* **What this exercise asks**
1) Using the passage on air pollution in the UAE, answer:
(a) What other name is given for ground-level ozone?
(b) Which company is Reem Deed a project manager for?
(c) What did Ead draft using a similar approach?
2) Copy, word for word, the part of the passage on air pollution in the UAE between "Dr Bartonova recommended" and "to share data.", inclusive.

* **Passage to read**

## start

Particulate matter (PM) – tiny particles of sand, dust or chemicals – is one pollutant that registers elevated levels.

Nitrogen oxide, usually released in the combustion of fossil fuels, and ground-level ozone, or smog, which is formed when some chemicals released from human activities react with substances already in the atmosphere in the presence of sunlight, are two other substances that show elevated concentrations, Dr Bartonova said.

Reem Deed, a project manager for a Dubai-based supplier of air-quality monitoring equipment and services, Enviro & Industrial Solutions, also said that PM and ground-level ozone, especially in the summer, were the two pollutants most commonly registering high concentrations in Dubai.

Local authorities have taken steps to measure pollution levels with Abu Dhabi and Dubai providing real-time information, publicly available online, on the concentration of common pollutants, with measurements taken regularly at stations throughout the two cities.

In the capital, the Environment Agency – Abu Dhabi (Ead) has also started detailed monitoring of particulate matter pollution, looking at levels of particles, known as PM10, which are only 10 micrometres in size, with a micrometre being a millionth of a metre.

There are also monitoring levels of the even smaller PM2.5 particles, which experts believe are especially harmful as they are able to penetrate in the lungs when inhaled.

“PM is a difficult pollutant because it is directly emitted by natural sources and man-made sources but it is also formed in the atmosphere,” said Dr Bartonova, explaining that more studies are necessary into the subject as well as into the formation and transport of other pollutants.

“A lot has been done, there is a number of things we do know, a number of entities working, but things take time and we need to build up,” she said.

Overall, there is a need to know more about how air pollution is tied to human activities, what are the processes that contribute to forming it in the atmosphere and how much of it is generated locally and how much from abroad, she said.

Both ozone and particulate matter are what scientists call secondary pollutants – substances that form in the atmosphere through reactions with primary pollutants. This is why the issue needs to be looked at in the context of the whole region, not just the UAE. But, at the same time, “ozone-forming or particle-forming substances” are emitted locally by the transport, mineral excavation and hydrocarbon industries, she said.

Dr Bartonova recommended setting up a framework within which local governments, research bodies and industries that contribute to pollution coordinate their efforts to share data.

A similar approach was adopted when Ead drafted Abu Dhabi’s first inventory of greenhouse gases. Achieving cleaner air for the UAE would also require regional cooperation to make sure other countries also better understand their responsibilities and contributions, she said.

## end

[Records]
## start

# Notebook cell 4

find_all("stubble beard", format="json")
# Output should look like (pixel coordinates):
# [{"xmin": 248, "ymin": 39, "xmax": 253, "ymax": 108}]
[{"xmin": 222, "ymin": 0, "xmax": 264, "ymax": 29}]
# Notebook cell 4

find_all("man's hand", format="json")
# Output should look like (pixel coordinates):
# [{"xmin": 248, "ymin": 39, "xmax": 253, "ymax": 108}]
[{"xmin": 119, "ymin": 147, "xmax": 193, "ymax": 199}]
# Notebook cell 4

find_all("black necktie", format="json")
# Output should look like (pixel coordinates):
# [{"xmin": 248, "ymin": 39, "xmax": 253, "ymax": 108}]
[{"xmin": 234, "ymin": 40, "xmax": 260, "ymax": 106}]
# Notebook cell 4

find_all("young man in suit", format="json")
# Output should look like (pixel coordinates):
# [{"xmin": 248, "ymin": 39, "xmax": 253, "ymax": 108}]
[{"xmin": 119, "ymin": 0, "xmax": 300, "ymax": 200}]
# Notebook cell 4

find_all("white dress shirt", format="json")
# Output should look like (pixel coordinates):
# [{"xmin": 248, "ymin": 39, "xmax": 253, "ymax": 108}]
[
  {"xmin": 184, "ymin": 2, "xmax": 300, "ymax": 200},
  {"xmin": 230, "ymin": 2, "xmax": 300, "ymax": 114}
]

## end

* **Solutions**
1)
(a) Smog.
(b) Enviro & Industrial Solutions.
(c) Abu Dhabi's first inventory of greenhouse gases.

2)
Dr Bartonova recommended setting up a framework within which local governments, research bodies and industries that contribute to pollution coordinate their efforts to share data.